Make an exact copy of the entries below with the pictures removed.

*Records*:
▶
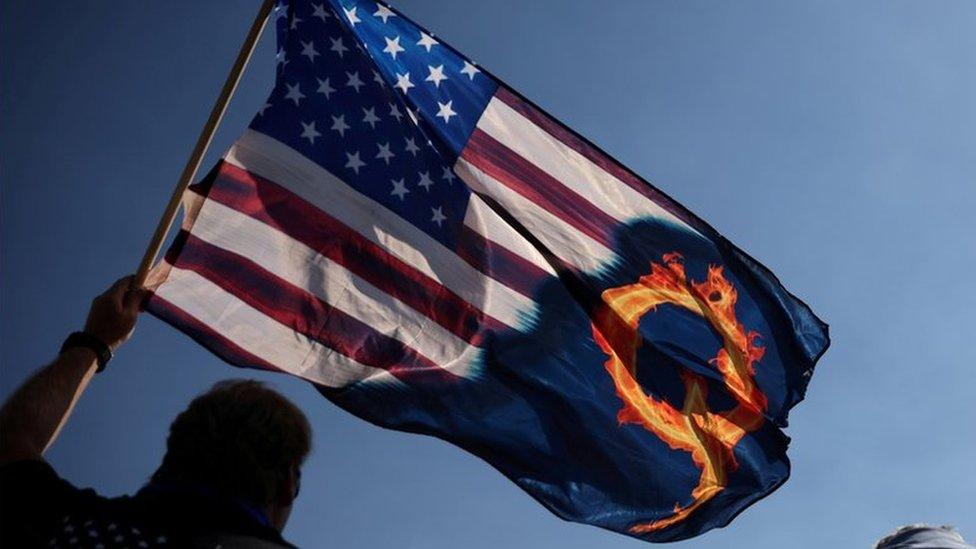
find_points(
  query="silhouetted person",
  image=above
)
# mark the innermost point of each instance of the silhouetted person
(229, 477)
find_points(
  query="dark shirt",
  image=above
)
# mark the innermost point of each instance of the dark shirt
(40, 509)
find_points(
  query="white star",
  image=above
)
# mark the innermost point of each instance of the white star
(469, 70)
(354, 81)
(395, 112)
(294, 93)
(427, 41)
(325, 88)
(448, 175)
(399, 188)
(393, 46)
(371, 117)
(403, 82)
(446, 111)
(436, 75)
(425, 181)
(339, 124)
(308, 50)
(320, 12)
(338, 46)
(309, 132)
(438, 216)
(385, 153)
(412, 147)
(353, 161)
(384, 13)
(351, 16)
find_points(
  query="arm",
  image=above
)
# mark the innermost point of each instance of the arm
(32, 417)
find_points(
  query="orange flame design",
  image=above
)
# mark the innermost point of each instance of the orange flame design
(709, 437)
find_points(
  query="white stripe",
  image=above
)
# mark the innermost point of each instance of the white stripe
(565, 241)
(569, 167)
(481, 219)
(261, 335)
(271, 159)
(300, 265)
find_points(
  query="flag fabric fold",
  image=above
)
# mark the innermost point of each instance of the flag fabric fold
(438, 255)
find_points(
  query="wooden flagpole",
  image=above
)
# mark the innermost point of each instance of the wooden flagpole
(206, 136)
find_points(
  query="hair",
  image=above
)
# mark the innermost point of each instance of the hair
(240, 439)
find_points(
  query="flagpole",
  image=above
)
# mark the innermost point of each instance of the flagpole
(206, 136)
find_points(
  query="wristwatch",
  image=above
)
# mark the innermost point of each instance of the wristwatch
(83, 339)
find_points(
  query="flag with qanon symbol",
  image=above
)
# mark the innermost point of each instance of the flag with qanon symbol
(438, 255)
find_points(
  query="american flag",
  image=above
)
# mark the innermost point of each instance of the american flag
(395, 224)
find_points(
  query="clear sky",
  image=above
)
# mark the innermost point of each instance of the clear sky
(835, 141)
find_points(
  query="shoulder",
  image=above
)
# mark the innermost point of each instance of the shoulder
(37, 502)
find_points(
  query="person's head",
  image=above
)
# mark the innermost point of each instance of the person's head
(242, 440)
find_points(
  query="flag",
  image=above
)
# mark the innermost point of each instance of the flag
(438, 255)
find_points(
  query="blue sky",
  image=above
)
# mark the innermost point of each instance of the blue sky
(832, 140)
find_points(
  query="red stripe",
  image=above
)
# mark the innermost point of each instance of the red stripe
(305, 313)
(277, 207)
(594, 154)
(500, 263)
(206, 336)
(530, 181)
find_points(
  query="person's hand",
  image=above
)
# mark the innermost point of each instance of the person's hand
(113, 314)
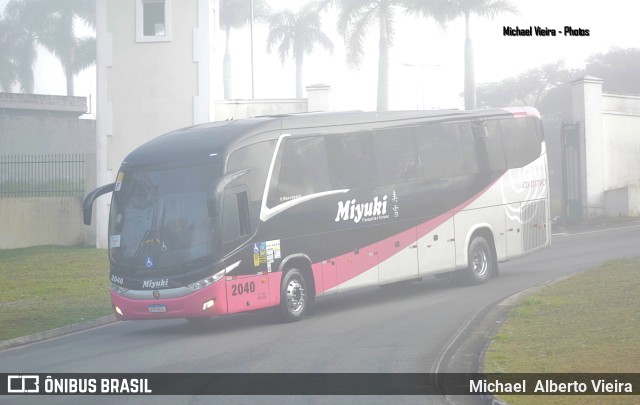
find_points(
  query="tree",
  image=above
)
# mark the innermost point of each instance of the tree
(448, 10)
(50, 23)
(527, 89)
(297, 33)
(17, 54)
(235, 14)
(354, 20)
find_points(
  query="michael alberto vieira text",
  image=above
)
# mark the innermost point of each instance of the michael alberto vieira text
(547, 386)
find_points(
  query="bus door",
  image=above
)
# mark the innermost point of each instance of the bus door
(513, 230)
(398, 257)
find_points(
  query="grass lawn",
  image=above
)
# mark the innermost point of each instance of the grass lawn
(588, 323)
(46, 287)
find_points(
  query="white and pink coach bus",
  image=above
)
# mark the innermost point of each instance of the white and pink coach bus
(275, 211)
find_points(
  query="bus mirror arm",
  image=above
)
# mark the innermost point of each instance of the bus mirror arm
(212, 205)
(87, 205)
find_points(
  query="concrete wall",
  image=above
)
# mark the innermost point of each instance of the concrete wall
(38, 124)
(610, 148)
(147, 87)
(35, 124)
(35, 221)
(624, 201)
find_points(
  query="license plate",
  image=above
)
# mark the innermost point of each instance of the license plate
(157, 308)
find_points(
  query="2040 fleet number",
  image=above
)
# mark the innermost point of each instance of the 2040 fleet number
(243, 288)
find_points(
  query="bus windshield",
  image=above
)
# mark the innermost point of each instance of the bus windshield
(160, 221)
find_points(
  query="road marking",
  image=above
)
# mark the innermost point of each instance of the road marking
(596, 231)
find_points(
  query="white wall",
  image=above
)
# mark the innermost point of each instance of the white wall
(146, 89)
(610, 148)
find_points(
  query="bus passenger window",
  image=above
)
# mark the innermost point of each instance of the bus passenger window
(446, 150)
(520, 141)
(396, 156)
(352, 160)
(304, 169)
(235, 216)
(488, 145)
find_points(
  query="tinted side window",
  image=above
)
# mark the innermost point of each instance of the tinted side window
(303, 170)
(447, 150)
(488, 145)
(351, 157)
(396, 156)
(520, 141)
(257, 158)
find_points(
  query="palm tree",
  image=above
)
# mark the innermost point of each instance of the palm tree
◀
*Response below*:
find_points(
  query="silhouetted person",
  image=above
)
# mark the innermost point of each instance of the silhouetted person
(229, 477)
find_points(
  query="dark shirt",
  image=above
)
# mark the innermost point of each instance of the dark shirt
(40, 509)
find_points(
  query="white star",
  image=above
)
# mark the innermost point of each instance of the white star
(469, 70)
(354, 81)
(395, 112)
(294, 93)
(427, 41)
(325, 88)
(448, 175)
(399, 188)
(393, 46)
(371, 117)
(403, 82)
(446, 111)
(436, 75)
(425, 181)
(339, 124)
(308, 50)
(320, 12)
(338, 46)
(309, 132)
(438, 216)
(385, 153)
(412, 147)
(353, 161)
(384, 13)
(351, 16)
find_points(
  query="arm",
  image=above
)
# mark the innermost point of each instance of the arm
(32, 417)
find_points(
  query="orange flame design",
  image=above
)
# mark the innermost point of each instance of the orange flame design
(709, 437)
find_points(
  query="white stripe",
  image=above
)
# mark the innermost point of each instance of the white stripe
(565, 241)
(569, 167)
(481, 219)
(261, 335)
(271, 159)
(300, 265)
find_points(
  query="flag fabric fold",
  image=above
)
# mark the innermost point of each instance of the flag fabric fold
(438, 255)
find_points(
  query="wooden flagpole",
  image=above
)
# mark the innermost point of each instance of the wooden flagpole
(206, 136)
find_points(
  query="hair",
  image=above
)
# mark the innermost point of each instance of the hair
(240, 439)
find_points(
  query="flagpole",
  image=above
)
# mark the innermost point of each instance of the flagpole
(206, 136)
find_points(
  query="wristwatch",
  image=above
)
# mark the innermost point of each instance of the wristwatch
(83, 339)
find_points(
  query="flag with qanon symbol",
  image=above
)
# mark the innermost point of each instance of the flag with qanon symbol
(438, 255)
find_points(
  query="american flag",
  image=above
)
# mark the innermost point of each instance of the american flag
(395, 224)
find_points(
  query="clear sky",
  image=above
)
# mark the innermost point of each instance of the clear sky
(835, 141)
find_points(
  query="shoulder",
  image=above
)
# mark the innermost point of each instance of the shoulder
(37, 502)
find_points(
  query="person's head",
  image=above
)
# mark the innermost point of each instance of the person's head
(242, 440)
find_points(
  query="flag",
  image=above
)
# mark the innermost point of each instance of the flag
(438, 255)
find_points(
  query="blue sky",
  image=above
)
# mark the innermost point of each instance of the blue sky
(832, 140)
find_points(
  query="red stripe",
  image=above
)
# mark the innermost point of each instance of the red stripe
(305, 313)
(277, 207)
(594, 154)
(500, 263)
(206, 336)
(530, 181)
find_points(
  query="person's hand",
  image=above
)
# mark the innermost point of each instance of the person's hand
(113, 314)
find_points(
  query="tree",
  image=above
)
# mark the innermost point of each instance of the tree
(448, 10)
(50, 23)
(527, 89)
(297, 33)
(17, 54)
(235, 14)
(354, 20)
find_points(
  query="michael alberto vieira text",
  image=above
)
# mark the innermost point of each instance of the michael alberto vieira text
(547, 386)
find_points(
  query="bus door",
  image=above
)
# mark the innermost point of each instance of the bus door
(513, 230)
(398, 257)
find_points(
  query="grass lawn",
  image=above
)
# mark the innermost point of each instance of the grass lawn
(588, 323)
(46, 287)
find_points(
  query="white and pink coach bus",
  image=above
)
# mark the innermost point of each instance of the white and pink coach bus
(275, 211)
find_points(
  query="bus mirror arm",
  image=above
)
# mark the innermost point of each instance of the bus mirror arm
(212, 205)
(87, 205)
find_points(
  query="concrete wall",
  image=above
)
# mark the innermost point of each instance of the concrete wall
(38, 124)
(610, 148)
(147, 87)
(35, 124)
(35, 221)
(624, 201)
find_points(
  query="license plate",
  image=above
)
# mark the innermost point of each instance of the license plate
(157, 308)
find_points(
  query="2040 fleet number",
  image=above
)
# mark the innermost point of each instance of the 2040 fleet number
(243, 288)
find_points(
  query="bus windshield",
  image=above
)
# mark the innermost point of each instance of the bus windshield
(160, 221)
find_points(
  query="road marking",
  image=above
)
# mark the innermost point of each instance of the road marking
(596, 231)
find_points(
  query="white wall",
  image=above
)
# mark the innermost point of each instance of the white wall
(146, 89)
(610, 148)
find_points(
  query="bus passenger window",
  image=above
)
# mark the innermost point of each instance of the bus passenger window
(446, 150)
(520, 141)
(396, 156)
(352, 160)
(304, 169)
(235, 216)
(488, 145)
find_points(
  query="tinted side window",
  image=above
)
# mark the innermost point of each instance of the tinted side window
(303, 170)
(447, 150)
(488, 145)
(351, 157)
(396, 156)
(520, 141)
(257, 158)
find_points(
  query="palm tree",
  image=above
)
# mark the innermost point of each instance of the palm tree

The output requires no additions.